[start of Passage provided]
Pastoral and discipleship guidance for navigating these complicated holidays.
5 Strategies for Preaching on Mother’s Day and Father’s Day
Image: Brandon Stubbs / Lightstock

I was completely and utterly embarrassed. Throughout my years in ministry, I have typically avoided preaching on Mother’s Day and Father’s Day. I have usually asked my associate or youth ministers to preach on those days—even offering to preach the Sunday between Christmas and New Year’s Day, a Sunday known anecdotally as “Youth Minister Sunday” because more senior or teaching ministers take that Sunday off to rest from Christmas and recharge for New Year’s than any other Sunday.

In this case, however, I was serving in my first interim ministry. I couldn’t hand this Mother’s Day sermon off. The problem was not necessarily the sermon. It was what happened after the sermon. In this particular congregation, it was customary to distribute a gift, a pen and notepad set, to each mother as they left the worship service. And, specifically, the responsibility for distributing these gifts fell to—you guessed it—the minister, even if that minister was an interim minister.
[end of Passage provided]
■ Problems and tasks
- A) Reproduce verbatim the portion of the passage on holiday preaching starting at "In this case, however, I" and ending at "an interim minister.".
- B) According to the passage on holiday preaching, what gift did the congregation customarily give each mother as she left the worship service?
[start of Data lines]
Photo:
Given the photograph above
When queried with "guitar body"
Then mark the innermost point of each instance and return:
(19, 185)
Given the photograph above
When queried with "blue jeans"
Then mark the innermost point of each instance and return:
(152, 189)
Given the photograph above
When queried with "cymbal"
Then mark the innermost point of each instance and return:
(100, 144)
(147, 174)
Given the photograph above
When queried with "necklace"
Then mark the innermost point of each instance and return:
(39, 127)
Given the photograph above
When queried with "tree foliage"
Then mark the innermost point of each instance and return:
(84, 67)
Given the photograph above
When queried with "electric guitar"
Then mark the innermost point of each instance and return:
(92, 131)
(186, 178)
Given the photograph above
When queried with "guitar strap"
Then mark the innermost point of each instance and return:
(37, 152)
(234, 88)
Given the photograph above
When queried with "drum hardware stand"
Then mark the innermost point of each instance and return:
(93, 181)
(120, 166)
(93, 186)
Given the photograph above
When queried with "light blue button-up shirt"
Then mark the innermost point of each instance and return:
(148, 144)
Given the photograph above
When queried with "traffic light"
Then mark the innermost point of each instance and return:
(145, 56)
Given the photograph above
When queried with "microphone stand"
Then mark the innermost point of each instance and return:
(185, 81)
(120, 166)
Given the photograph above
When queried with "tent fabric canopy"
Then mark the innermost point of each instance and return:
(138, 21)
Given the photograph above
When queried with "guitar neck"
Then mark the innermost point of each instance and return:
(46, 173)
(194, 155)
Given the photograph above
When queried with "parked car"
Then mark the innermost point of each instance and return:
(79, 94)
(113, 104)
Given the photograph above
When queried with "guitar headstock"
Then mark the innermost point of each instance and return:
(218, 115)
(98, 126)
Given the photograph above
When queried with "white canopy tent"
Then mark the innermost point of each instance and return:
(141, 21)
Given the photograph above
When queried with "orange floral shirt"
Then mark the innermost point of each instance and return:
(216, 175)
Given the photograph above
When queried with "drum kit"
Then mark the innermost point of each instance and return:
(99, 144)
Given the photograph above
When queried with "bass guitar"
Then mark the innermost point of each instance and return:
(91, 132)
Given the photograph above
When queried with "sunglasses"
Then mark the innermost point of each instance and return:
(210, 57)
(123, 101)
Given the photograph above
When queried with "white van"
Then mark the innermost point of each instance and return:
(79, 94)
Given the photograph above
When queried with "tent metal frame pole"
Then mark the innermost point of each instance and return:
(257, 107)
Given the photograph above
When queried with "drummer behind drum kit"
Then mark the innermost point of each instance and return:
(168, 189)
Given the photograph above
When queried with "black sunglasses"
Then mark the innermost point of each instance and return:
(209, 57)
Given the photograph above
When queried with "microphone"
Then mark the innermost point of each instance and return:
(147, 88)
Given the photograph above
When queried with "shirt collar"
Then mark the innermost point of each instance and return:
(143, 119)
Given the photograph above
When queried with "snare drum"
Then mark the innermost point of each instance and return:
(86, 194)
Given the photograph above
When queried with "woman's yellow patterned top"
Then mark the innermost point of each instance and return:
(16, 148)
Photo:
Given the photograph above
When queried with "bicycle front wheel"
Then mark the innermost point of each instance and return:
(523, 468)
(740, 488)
[end of Data lines]
■ Expected results
- A)
In this case, however, I was serving in my first interim ministry. I couldn’t hand this Mother’s Day sermon off. The problem was not necessarily the sermon. It was what happened after the sermon. In this particular congregation, it was customary to distribute a gift, a pen and notepad set, to each mother as they left the worship service. And, specifically, the responsibility for distributing these gifts fell to—you guessed it—the minister, even if that minister was an interim minister.

- B) A pen and notepad set.